***** Records supplied *****

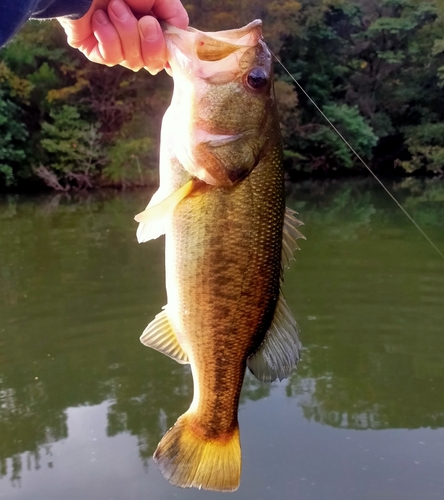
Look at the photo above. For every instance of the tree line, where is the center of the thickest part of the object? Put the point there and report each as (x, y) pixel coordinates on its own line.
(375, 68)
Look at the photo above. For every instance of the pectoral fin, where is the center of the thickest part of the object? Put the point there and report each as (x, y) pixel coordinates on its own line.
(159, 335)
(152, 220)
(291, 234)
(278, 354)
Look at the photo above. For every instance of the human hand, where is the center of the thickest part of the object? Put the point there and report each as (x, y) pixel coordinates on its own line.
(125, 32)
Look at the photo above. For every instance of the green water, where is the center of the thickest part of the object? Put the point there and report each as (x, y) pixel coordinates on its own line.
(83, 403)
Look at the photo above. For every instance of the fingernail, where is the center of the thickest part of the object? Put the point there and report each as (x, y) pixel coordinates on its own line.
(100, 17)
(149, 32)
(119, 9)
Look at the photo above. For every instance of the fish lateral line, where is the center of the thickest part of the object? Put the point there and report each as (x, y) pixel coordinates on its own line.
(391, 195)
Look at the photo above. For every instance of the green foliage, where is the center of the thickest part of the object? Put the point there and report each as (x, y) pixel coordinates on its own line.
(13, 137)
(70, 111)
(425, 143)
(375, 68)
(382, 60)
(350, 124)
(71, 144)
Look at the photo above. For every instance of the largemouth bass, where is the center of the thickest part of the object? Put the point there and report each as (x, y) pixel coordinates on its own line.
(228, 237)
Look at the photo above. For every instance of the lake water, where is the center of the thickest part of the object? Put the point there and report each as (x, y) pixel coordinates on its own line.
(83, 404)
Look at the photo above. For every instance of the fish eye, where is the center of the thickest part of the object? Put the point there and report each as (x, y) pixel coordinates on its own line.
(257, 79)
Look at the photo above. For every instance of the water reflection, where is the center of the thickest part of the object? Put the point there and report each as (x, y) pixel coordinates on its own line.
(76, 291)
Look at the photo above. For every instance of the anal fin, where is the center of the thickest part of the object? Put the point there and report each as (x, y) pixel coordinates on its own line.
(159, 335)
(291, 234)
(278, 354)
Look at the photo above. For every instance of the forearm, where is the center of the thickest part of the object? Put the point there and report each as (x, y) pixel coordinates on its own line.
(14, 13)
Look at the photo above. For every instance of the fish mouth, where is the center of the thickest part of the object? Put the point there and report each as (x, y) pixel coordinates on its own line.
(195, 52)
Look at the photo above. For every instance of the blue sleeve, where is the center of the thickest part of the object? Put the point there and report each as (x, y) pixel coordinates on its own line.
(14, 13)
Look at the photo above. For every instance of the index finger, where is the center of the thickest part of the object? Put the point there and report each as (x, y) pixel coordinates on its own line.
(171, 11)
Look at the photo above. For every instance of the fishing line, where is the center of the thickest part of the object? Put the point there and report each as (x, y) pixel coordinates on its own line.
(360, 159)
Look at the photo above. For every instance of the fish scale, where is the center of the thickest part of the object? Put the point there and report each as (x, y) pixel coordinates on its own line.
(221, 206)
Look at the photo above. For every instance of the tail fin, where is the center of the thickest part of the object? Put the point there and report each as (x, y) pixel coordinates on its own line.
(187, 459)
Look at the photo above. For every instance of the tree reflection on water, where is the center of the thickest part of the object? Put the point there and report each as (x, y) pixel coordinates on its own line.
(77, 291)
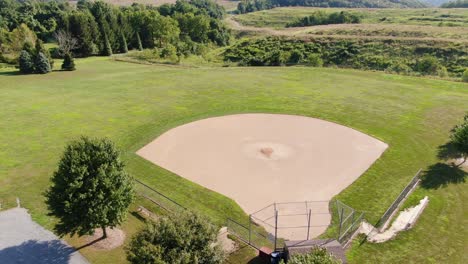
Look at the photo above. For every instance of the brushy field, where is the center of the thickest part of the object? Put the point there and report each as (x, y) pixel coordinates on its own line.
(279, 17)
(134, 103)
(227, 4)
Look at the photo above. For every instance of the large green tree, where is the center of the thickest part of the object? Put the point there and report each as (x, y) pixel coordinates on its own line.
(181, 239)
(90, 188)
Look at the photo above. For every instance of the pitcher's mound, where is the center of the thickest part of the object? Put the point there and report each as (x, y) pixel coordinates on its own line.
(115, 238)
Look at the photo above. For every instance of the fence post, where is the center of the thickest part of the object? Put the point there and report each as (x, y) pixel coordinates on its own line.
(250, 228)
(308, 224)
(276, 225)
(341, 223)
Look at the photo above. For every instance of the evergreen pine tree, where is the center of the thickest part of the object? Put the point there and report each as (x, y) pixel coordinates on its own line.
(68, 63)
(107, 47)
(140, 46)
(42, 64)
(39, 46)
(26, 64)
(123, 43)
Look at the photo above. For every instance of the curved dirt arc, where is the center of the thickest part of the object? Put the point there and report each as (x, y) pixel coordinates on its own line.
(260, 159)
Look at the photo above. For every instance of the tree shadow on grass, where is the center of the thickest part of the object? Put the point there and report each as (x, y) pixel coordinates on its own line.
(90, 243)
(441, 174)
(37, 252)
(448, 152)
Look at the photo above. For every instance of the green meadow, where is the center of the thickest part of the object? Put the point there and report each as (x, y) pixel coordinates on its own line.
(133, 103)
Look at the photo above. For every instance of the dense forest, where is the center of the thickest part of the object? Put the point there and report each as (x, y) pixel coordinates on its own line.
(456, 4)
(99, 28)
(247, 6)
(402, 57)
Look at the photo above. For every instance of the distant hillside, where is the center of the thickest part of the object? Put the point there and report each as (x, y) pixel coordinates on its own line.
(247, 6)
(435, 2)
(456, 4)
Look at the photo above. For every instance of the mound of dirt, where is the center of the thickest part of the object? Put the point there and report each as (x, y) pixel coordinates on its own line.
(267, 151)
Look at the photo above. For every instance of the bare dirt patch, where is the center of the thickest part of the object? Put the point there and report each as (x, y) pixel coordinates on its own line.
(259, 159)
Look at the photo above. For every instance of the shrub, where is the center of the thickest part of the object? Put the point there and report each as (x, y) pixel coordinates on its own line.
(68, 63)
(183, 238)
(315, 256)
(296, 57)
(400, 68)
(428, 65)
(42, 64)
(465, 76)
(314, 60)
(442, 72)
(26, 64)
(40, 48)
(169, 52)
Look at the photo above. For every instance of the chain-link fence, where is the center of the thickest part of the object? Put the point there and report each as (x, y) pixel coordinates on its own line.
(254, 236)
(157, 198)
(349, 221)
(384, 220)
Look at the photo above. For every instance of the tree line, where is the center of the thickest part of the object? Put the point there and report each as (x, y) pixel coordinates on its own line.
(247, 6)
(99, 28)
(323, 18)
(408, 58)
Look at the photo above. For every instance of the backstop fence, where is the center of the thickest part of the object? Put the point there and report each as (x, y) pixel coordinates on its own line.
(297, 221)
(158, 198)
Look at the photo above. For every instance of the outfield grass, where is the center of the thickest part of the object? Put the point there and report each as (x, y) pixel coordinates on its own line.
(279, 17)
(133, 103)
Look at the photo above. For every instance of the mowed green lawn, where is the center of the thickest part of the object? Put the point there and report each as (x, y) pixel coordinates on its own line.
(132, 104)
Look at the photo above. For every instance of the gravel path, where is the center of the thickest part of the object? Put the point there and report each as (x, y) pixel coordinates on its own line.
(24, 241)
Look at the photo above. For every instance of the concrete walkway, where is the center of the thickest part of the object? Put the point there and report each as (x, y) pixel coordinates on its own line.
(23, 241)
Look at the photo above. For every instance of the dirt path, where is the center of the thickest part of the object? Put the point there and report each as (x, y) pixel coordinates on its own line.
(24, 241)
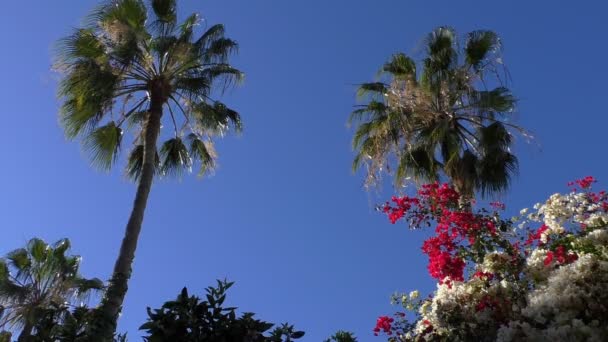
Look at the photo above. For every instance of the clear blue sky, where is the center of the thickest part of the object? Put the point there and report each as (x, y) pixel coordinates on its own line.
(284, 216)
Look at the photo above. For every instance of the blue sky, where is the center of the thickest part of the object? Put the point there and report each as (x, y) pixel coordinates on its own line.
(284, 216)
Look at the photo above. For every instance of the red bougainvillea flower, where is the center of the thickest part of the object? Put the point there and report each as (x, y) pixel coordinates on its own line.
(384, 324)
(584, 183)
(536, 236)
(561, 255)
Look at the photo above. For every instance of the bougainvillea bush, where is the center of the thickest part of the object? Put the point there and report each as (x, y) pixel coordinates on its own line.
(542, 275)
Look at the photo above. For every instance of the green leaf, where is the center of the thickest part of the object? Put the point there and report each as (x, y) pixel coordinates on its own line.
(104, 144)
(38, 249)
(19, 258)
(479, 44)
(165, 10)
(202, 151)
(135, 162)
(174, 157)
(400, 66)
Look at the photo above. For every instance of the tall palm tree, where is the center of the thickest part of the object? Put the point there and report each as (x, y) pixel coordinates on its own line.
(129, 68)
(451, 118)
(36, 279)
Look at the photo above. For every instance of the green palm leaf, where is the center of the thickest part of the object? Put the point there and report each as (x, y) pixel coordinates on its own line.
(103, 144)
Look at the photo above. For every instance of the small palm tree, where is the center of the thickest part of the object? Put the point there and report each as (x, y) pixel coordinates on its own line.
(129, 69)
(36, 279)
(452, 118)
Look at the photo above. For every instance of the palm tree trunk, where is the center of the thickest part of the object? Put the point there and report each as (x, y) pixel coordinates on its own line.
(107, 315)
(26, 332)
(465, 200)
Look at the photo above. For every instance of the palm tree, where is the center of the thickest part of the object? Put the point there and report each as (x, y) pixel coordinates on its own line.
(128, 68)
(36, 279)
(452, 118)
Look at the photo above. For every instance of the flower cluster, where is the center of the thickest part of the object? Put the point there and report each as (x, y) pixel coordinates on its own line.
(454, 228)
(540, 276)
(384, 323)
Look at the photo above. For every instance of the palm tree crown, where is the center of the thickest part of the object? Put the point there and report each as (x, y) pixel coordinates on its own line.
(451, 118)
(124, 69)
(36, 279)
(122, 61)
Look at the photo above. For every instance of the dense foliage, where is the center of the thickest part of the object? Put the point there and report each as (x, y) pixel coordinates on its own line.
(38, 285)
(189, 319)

*****
***** Records supplied *****

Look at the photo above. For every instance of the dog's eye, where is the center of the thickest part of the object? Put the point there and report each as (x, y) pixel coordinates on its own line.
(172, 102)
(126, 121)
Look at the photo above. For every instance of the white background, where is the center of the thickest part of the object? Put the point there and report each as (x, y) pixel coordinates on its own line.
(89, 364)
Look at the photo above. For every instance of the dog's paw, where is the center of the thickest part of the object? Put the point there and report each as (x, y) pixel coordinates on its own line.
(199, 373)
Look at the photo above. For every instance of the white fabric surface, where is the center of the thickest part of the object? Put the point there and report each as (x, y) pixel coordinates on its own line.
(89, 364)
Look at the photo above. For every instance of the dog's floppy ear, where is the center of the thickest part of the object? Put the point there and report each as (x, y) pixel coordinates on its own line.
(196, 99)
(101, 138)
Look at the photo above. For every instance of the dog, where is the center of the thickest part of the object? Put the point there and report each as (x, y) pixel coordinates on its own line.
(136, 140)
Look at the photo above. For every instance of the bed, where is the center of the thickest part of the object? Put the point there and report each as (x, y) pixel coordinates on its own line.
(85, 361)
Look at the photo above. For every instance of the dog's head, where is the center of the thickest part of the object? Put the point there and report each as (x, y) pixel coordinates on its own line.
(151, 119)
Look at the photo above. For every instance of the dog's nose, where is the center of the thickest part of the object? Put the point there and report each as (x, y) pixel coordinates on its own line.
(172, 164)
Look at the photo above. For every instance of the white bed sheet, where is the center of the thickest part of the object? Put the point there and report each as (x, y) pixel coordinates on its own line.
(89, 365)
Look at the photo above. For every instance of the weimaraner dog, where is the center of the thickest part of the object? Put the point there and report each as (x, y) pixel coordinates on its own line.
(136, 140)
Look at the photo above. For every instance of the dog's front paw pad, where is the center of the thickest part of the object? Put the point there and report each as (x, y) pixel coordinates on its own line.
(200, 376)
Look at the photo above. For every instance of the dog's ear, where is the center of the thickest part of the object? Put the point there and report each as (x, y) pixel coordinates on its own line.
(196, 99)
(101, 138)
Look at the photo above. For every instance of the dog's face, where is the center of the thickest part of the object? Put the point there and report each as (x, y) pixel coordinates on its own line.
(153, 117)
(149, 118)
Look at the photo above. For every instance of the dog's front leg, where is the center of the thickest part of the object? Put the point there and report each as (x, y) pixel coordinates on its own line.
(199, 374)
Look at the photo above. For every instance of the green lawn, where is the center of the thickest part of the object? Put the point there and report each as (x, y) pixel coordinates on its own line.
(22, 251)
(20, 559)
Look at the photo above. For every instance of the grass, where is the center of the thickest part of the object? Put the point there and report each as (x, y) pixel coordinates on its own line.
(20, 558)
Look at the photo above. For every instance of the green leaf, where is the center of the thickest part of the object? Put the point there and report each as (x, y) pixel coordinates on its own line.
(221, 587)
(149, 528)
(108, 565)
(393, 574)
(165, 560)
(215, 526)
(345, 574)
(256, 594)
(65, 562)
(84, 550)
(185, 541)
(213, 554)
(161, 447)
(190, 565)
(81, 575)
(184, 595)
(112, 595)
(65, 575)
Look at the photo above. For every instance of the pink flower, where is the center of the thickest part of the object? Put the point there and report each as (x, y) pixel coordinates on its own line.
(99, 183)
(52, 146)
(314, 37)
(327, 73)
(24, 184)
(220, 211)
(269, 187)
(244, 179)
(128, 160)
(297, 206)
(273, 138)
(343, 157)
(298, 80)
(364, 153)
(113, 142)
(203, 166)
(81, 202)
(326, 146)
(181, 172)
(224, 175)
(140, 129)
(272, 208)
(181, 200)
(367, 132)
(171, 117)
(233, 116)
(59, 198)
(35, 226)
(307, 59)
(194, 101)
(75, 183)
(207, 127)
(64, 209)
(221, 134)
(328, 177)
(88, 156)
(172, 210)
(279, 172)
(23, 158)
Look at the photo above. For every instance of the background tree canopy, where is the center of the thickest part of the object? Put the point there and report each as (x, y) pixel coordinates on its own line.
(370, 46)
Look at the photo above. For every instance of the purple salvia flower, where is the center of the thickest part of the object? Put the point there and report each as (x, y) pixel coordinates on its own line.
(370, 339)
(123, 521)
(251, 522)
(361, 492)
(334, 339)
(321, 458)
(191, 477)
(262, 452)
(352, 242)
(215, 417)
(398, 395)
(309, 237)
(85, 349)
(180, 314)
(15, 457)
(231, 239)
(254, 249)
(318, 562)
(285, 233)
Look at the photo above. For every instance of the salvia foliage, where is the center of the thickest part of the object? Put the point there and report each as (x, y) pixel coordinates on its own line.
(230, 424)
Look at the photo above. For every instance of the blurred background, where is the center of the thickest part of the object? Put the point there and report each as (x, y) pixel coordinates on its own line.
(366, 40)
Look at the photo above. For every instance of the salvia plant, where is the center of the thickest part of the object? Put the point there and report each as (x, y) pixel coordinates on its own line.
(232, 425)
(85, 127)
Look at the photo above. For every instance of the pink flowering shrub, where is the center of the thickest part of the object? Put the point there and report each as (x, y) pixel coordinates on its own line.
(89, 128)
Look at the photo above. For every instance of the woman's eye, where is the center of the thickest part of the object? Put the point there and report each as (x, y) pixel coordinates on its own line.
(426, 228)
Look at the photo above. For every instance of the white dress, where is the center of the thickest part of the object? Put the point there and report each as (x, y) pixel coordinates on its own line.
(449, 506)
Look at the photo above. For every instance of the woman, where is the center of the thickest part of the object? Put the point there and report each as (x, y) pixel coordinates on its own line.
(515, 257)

*****
***** Records supplied *****

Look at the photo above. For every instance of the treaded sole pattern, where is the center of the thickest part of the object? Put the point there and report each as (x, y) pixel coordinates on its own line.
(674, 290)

*****

Task requirements :: Filter the records above and copy out every line that contains the string "dense".

Problem solution ::
Look at the photo above. For every instance of the dense forest, where is the center of the thickest part of the object? Put the point there and report each as (x, y) pixel coordinates on its own line.
Look at the photo above. For every instance of the dense foliage, where is the center of the thickest part of the object? Put the point there and report each as (x, y) pixel coordinates on its own line.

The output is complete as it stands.